▶ _ENUNCIADO_
No texto abaixo sobre o regulamento europeu das sucessões, por que razão se conclui que o inventariado tinha residência habitual em Portugal? Responda em uma a três frases.

:: BLOCO DE TEXTO

Nos termos do Artigo 21º do Regulamento:
1. Salvo disposição em contrário do presente regulamento, a lei aplicável ao conjunto da sucessão é a lei do Estado onde o falecido tinha residência habitual no momento do óbito.2. Caso, a título excecional, resulte claramente do conjunto das circunstâncias que, no momento do óbito, o falecido tinha uma relação manifestamente mais estreita com um Estado diferente do Estado cuja lei seria aplicável nos termos do nº 1, é aplicável à sucessão a lei desse outro Estado.
Este regime do nº 2 é particularmente pertinente para países como o nosso, em que emigrantes passam grande parte da vida ativa noutro país da União Europeia, mantendo a intenção de regressar. «A conexão manifestamente mais estreita com outro país só existirá se o de cujus se limitar a ter no país da residência habitual o centro dos seus interesses – local de trabalho, de morada e da família -, sem que sobreviessem outros laços de diferente natureza (patrimonial, cultural, social). Apenas nessas circunstâncias haverá uma manifesta (percetível para todos) maior ligação com outro país, apesar do centro de vida estar estabelecido no Estado da residência. (…) Importa saber se as ligações sentimentais do falecido (as datas especiais, as férias, a intenção de regressar), o ambiente cultural e social em que vive integrado e a circunstância de a maioria do património se situar em Portugal revelam uma ligação manifestamente mais estreita com o país da nacionalidade.” (Afonso Patrão, “Problemas práticos na aplicação do regulamento europeu das sucessões», no BFDUC, vol. XCIV, t. II, 2018, pp. 1195-1196 e 1197).
No caso em apreço, existem elementos suficientes para afirmar que o inventariado tinha a sua residência habitual – interpretada nos precisos moldes preconizado no Regulamento e seus considerandos – em Portugal. Com efeito, o inventariado era português e faleceu em Ponta Delgada, sendo natural da ilha de São Miguel. E, sobretudo, o inventariado deixou como único bem a partilhar a sua residência sita na Ilha de São Miguel na freguesia (…). Mesmo que estivesse provado que, nos últimos anos de vida, o inventariado coabitou com a filha no Canadá a fim de ser tratado por esta (conforme parece pressupor-se no que é afirmado no testamento), o demais circunstancialismo fáctico é suficiente para afirmar que o mesmo tinha residência habitual em São Miguel, para efeitos da aplicação do Regulamento nº 650/2012.

::::
:: DADOS RECOLHIDOS

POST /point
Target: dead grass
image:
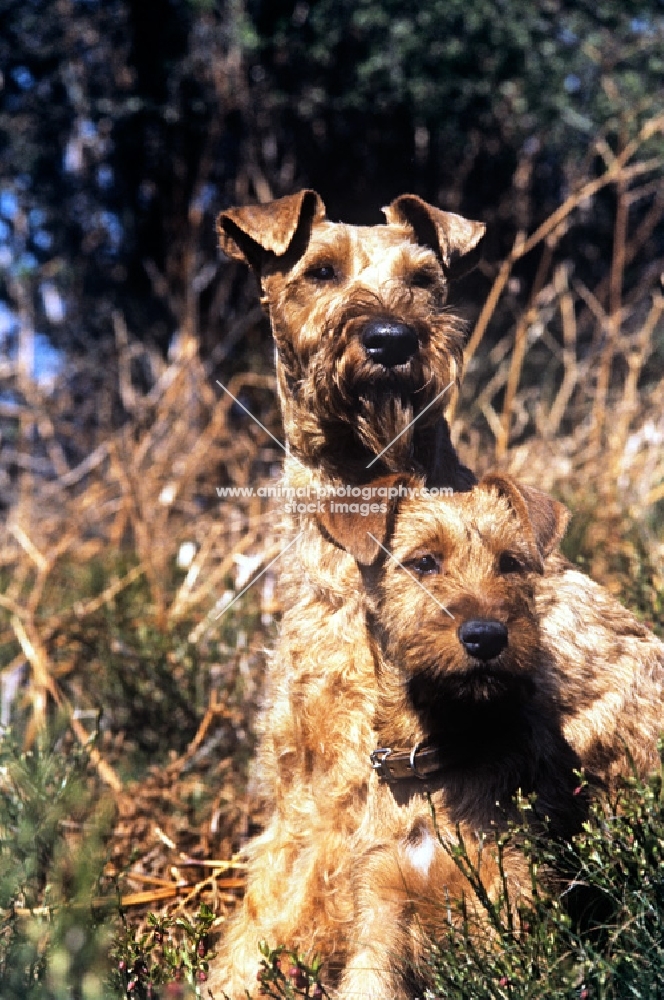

::::

▶ _RESOLUÇÃO_
O inventariado era português, natural da ilha de São Miguel, e faleceu em Ponta Delgada. Sobretudo, o único bem que deixou para partilhar foi a sua residência na ilha de São Miguel. Por isso, mesmo que se provasse que viveu os últimos anos com a filha no Canadá para ser tratado por ela, estas circunstâncias bastam para afirmar a residência habitual em São Miguel.